● Exercise goal: Sort through the data and copy the lines holding the word "traffic".

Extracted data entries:
────────
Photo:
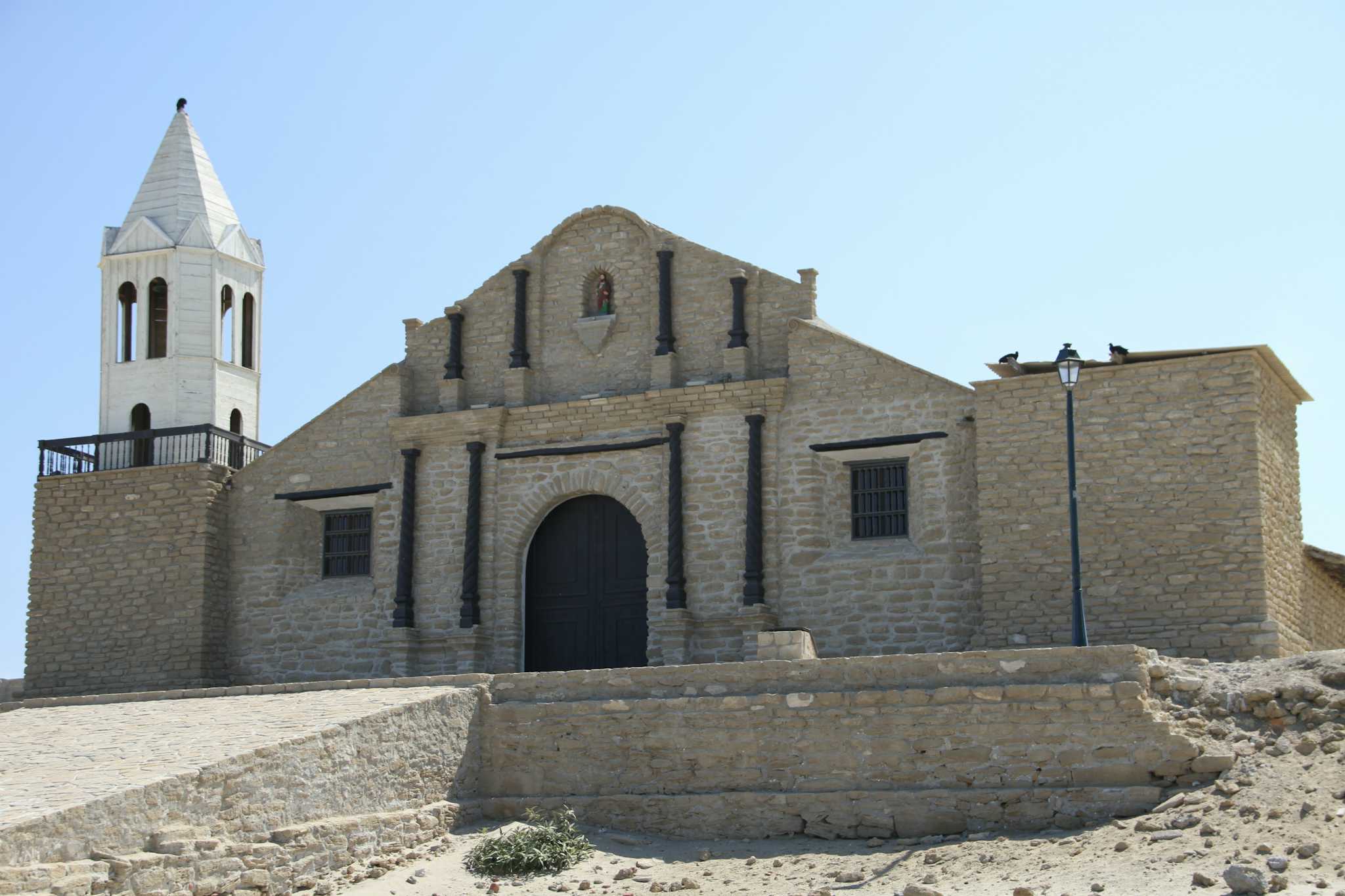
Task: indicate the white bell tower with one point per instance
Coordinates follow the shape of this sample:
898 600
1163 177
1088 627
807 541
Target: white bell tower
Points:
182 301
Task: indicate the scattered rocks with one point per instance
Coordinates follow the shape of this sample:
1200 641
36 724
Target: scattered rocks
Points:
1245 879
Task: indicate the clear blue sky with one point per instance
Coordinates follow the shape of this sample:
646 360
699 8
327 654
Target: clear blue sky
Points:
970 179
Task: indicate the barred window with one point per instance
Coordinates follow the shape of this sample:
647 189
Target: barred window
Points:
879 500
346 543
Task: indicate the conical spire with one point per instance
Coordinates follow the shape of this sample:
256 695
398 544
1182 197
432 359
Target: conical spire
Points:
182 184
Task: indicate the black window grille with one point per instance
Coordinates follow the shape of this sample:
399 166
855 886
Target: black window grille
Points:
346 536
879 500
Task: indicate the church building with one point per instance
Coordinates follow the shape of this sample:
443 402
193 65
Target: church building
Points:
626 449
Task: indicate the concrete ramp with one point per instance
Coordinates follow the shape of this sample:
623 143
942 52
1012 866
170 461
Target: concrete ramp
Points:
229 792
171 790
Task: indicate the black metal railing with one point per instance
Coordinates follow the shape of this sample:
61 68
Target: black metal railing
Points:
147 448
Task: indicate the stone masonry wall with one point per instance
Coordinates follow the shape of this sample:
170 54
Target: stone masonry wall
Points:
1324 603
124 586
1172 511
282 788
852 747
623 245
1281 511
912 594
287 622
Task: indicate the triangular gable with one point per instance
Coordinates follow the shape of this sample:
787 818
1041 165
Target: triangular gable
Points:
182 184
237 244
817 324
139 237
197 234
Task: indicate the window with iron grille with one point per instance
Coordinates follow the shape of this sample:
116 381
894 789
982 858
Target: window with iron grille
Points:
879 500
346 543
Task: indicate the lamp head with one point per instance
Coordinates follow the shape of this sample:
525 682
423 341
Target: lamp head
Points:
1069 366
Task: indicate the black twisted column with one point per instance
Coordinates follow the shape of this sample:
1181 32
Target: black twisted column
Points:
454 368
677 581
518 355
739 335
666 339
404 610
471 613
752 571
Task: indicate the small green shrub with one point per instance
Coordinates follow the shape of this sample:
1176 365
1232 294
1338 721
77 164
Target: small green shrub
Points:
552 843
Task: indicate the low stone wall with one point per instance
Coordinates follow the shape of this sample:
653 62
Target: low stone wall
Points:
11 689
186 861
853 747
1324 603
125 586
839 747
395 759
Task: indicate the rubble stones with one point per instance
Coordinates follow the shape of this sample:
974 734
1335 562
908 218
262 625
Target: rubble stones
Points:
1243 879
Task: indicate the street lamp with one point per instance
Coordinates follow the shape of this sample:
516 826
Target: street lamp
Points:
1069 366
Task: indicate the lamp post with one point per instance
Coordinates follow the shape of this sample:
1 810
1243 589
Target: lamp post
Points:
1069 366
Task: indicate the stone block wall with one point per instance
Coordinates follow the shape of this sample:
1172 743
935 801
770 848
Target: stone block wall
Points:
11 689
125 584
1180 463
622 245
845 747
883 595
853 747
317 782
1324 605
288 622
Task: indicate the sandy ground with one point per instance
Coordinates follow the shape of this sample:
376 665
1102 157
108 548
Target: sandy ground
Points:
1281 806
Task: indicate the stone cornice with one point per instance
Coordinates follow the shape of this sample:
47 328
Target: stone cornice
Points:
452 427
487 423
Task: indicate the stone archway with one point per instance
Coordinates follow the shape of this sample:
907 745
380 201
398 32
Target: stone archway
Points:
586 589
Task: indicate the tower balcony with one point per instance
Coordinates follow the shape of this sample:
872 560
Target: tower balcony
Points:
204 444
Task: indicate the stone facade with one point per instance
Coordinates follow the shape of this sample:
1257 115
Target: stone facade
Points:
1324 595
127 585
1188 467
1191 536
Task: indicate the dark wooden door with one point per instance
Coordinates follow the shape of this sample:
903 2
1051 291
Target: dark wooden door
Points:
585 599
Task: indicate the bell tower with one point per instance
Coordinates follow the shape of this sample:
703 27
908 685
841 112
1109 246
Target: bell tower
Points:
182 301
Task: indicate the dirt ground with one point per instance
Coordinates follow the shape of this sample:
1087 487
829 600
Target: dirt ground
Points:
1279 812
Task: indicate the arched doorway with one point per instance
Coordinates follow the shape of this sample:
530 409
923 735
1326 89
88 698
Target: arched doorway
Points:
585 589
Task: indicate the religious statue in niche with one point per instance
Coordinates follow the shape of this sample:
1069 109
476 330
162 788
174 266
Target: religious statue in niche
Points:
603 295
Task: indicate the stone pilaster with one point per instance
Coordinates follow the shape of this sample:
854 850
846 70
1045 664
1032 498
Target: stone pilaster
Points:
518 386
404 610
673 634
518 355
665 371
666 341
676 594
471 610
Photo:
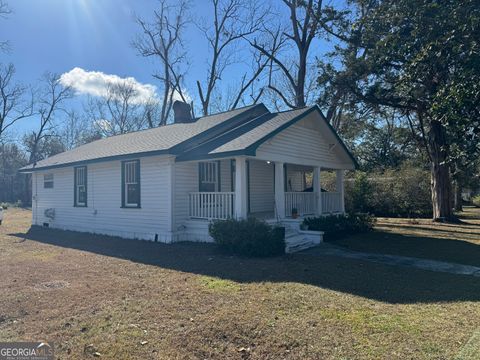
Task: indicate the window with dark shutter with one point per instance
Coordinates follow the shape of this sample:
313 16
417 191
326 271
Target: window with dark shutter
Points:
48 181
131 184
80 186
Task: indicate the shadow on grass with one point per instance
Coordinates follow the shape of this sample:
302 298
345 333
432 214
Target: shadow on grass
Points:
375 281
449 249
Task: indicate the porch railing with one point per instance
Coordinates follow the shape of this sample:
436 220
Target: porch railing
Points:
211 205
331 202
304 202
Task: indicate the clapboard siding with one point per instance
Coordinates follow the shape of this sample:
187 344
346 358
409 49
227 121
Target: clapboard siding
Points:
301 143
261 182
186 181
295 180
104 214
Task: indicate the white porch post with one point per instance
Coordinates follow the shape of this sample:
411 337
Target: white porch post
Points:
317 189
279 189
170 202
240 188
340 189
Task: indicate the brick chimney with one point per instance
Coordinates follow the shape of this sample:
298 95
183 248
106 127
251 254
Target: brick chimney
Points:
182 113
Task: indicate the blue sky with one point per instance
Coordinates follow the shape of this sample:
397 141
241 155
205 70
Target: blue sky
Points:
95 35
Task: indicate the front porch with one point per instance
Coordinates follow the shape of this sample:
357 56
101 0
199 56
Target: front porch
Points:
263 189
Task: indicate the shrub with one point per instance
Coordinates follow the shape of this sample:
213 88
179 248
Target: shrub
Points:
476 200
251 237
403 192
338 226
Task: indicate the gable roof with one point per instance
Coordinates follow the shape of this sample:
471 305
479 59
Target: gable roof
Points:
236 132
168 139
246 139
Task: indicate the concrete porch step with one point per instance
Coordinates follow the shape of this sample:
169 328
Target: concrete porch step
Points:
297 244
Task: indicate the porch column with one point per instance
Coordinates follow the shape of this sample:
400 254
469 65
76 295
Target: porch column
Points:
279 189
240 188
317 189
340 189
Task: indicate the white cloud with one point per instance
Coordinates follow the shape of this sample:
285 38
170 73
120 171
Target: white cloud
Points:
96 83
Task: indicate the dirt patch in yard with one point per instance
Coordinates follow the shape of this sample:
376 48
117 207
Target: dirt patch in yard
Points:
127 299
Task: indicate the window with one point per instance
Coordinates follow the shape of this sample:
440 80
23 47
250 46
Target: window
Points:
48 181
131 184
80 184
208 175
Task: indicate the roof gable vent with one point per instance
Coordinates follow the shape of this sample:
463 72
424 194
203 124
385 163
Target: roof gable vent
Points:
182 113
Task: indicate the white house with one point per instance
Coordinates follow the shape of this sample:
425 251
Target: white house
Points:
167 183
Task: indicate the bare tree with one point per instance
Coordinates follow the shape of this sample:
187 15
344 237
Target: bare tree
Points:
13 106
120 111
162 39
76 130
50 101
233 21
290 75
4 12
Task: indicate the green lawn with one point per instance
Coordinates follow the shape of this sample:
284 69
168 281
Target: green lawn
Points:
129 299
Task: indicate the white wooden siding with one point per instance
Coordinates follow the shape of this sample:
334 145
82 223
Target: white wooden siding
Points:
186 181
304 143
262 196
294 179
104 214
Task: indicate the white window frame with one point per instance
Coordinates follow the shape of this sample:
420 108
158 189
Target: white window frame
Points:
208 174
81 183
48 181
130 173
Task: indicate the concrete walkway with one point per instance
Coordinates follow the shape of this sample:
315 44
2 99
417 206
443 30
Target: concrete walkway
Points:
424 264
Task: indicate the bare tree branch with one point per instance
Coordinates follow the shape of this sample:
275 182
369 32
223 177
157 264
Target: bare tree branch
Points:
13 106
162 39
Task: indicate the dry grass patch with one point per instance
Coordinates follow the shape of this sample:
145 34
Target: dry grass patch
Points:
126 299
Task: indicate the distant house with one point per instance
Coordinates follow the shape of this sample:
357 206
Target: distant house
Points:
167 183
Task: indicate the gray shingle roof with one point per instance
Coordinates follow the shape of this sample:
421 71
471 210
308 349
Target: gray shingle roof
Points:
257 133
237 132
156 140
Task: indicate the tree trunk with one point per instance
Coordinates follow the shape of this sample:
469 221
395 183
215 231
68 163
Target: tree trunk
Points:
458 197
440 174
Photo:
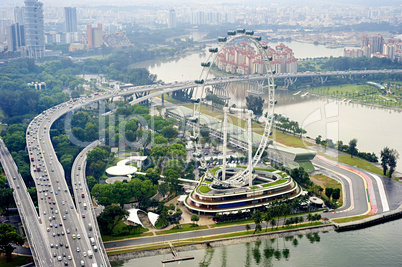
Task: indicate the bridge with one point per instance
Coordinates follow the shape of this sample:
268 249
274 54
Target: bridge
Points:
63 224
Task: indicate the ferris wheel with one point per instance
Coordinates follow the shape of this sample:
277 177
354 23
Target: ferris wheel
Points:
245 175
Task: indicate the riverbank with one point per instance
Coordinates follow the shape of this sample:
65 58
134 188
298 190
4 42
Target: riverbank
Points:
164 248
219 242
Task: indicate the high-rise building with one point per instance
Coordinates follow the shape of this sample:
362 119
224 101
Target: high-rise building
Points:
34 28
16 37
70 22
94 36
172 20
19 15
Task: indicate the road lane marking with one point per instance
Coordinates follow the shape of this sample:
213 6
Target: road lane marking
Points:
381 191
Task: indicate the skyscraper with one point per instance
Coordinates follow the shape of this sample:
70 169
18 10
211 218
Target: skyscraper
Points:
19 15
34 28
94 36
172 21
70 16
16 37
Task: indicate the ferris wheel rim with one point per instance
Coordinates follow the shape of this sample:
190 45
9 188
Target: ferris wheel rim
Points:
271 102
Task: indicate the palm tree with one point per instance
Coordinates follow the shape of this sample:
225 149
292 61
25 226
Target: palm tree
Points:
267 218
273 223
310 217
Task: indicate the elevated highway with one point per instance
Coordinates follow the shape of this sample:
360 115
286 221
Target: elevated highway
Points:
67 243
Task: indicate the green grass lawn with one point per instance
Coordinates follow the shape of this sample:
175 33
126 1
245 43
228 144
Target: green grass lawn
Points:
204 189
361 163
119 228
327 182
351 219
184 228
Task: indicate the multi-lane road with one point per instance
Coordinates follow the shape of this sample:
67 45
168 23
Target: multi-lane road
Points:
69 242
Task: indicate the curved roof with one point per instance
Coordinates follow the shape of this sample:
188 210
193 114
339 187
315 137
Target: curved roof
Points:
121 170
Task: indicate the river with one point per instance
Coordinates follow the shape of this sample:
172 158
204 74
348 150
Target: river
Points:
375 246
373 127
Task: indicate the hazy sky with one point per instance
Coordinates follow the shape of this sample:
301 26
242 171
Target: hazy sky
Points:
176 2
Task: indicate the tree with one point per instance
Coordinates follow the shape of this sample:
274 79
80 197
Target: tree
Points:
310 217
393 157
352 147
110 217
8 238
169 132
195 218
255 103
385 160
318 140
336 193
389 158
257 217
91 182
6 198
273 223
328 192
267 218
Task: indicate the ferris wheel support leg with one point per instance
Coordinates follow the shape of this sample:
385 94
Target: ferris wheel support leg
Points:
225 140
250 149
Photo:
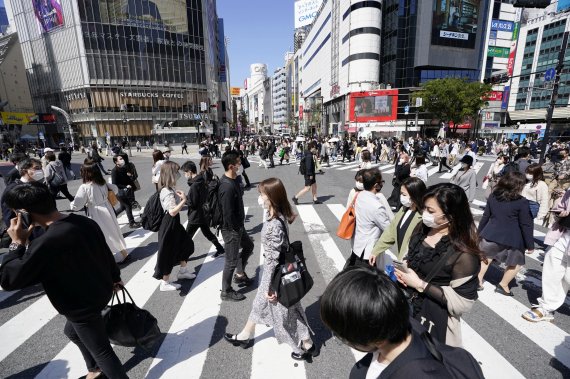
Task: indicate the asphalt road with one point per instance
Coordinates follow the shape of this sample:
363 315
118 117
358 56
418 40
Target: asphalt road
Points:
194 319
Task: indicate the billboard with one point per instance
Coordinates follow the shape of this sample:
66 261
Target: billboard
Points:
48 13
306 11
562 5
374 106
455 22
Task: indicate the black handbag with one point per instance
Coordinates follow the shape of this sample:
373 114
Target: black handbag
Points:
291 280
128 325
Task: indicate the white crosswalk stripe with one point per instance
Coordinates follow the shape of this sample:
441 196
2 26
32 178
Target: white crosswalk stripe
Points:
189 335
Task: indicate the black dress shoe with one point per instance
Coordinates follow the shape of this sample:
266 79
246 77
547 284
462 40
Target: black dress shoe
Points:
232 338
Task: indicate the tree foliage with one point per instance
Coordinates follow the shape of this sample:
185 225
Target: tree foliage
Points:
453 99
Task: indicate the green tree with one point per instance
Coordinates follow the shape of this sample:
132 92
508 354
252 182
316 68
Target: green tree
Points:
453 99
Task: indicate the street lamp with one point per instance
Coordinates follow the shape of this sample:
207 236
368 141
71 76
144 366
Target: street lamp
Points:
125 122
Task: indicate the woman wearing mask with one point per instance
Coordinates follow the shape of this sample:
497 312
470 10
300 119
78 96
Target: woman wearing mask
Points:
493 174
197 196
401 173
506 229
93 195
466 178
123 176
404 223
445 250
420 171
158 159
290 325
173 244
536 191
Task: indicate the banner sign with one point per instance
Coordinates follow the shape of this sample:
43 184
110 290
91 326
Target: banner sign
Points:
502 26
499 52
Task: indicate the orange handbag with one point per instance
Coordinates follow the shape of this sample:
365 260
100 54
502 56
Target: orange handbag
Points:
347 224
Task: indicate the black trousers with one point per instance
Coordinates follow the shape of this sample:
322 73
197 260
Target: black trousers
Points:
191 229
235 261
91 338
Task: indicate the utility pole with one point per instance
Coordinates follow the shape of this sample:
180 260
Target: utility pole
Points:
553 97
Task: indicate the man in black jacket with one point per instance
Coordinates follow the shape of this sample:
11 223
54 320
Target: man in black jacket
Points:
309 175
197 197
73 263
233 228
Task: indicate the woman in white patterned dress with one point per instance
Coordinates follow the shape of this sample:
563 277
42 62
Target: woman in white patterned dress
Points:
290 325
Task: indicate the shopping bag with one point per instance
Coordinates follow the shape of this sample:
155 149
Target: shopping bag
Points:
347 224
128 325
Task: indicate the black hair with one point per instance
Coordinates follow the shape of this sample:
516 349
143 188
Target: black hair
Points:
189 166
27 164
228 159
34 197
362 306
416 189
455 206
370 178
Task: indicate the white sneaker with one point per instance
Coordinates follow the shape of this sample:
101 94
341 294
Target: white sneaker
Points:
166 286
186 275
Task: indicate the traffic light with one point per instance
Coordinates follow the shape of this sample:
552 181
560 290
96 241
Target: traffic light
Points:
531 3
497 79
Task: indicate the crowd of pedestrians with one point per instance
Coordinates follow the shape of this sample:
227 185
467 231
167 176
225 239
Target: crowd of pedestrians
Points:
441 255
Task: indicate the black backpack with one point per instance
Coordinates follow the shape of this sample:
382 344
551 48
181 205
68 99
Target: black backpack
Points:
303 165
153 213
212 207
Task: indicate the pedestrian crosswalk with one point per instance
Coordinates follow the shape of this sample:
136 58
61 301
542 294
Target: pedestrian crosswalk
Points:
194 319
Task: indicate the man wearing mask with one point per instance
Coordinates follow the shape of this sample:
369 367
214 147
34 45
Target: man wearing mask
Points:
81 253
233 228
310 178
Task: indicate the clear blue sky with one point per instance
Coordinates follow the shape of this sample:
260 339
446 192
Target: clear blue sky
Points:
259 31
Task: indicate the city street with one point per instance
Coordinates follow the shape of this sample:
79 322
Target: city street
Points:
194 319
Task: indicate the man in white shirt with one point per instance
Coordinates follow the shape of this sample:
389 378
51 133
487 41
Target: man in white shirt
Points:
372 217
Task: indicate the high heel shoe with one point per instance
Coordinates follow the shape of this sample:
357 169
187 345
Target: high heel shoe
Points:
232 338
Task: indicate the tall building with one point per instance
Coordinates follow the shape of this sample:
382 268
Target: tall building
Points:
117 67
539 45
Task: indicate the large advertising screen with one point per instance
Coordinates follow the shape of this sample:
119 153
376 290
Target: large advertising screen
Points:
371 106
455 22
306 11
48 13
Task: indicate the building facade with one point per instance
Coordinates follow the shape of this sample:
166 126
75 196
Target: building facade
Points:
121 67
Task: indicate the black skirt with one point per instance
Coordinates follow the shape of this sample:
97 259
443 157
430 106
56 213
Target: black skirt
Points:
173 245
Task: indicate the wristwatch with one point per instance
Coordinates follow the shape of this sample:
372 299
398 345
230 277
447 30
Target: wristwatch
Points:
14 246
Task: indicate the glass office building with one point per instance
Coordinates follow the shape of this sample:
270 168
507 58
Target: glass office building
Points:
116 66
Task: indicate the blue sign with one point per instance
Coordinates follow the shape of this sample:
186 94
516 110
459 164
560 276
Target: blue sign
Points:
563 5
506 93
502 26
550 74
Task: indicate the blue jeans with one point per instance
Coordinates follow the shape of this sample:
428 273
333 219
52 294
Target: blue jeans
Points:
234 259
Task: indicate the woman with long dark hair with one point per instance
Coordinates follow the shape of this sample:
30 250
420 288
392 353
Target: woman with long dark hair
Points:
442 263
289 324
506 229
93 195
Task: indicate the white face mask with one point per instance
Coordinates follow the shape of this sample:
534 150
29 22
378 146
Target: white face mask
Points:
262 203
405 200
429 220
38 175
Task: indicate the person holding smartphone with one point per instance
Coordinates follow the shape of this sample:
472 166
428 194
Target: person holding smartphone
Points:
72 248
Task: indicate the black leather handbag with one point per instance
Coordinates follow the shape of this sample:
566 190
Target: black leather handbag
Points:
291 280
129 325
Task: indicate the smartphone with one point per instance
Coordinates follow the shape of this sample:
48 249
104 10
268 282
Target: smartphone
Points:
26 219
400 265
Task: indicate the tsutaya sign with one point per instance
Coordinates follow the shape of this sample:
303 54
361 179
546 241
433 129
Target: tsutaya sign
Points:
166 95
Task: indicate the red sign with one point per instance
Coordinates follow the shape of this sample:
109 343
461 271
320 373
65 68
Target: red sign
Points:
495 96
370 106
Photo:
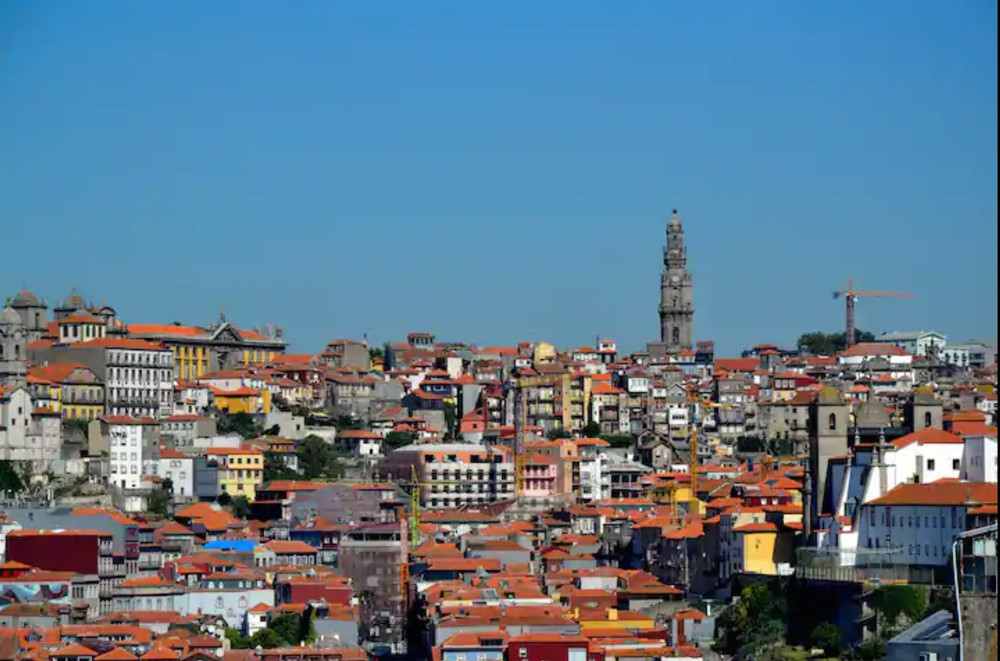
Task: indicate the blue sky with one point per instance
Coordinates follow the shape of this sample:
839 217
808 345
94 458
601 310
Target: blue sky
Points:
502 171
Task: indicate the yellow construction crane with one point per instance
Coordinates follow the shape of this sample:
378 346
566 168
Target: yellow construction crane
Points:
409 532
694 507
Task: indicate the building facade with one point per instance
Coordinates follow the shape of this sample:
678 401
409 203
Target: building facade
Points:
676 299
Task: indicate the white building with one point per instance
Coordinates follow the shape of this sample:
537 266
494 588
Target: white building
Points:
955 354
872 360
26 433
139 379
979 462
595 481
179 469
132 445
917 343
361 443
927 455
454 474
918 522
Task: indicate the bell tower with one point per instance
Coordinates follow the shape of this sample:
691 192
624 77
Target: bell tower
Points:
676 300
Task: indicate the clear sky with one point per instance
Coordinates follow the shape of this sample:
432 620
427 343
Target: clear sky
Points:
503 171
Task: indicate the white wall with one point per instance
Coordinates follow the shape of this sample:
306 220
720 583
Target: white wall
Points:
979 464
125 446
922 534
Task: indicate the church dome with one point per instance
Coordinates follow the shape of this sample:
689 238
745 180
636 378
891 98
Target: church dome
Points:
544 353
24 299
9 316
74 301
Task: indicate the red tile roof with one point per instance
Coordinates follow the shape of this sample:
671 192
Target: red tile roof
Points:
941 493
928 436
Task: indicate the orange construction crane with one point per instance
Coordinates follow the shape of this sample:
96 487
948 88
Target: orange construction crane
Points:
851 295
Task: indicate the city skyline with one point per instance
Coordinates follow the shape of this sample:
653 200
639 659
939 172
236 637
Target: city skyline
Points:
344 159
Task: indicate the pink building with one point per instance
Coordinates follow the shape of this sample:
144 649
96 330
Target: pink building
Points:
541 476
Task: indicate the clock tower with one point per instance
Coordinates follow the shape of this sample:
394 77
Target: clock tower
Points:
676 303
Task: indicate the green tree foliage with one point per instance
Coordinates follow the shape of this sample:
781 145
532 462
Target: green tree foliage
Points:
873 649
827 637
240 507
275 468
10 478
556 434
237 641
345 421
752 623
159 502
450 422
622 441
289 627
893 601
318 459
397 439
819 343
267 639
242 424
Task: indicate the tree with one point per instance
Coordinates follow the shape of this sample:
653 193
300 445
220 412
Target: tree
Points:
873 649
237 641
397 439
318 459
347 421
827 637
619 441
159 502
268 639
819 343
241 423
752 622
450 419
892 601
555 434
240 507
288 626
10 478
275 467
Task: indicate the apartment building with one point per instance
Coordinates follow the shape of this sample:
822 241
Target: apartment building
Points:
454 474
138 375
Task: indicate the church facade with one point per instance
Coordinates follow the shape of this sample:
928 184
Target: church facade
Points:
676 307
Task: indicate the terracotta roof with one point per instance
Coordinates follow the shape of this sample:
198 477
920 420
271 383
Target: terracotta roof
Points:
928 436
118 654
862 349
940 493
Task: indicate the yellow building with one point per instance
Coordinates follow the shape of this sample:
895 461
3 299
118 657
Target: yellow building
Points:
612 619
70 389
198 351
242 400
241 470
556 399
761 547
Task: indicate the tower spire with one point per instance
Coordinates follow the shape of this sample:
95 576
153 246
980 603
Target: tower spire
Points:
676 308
────────
● Answer box:
Task: indicate the traffic light with one point per instance
Target: traffic light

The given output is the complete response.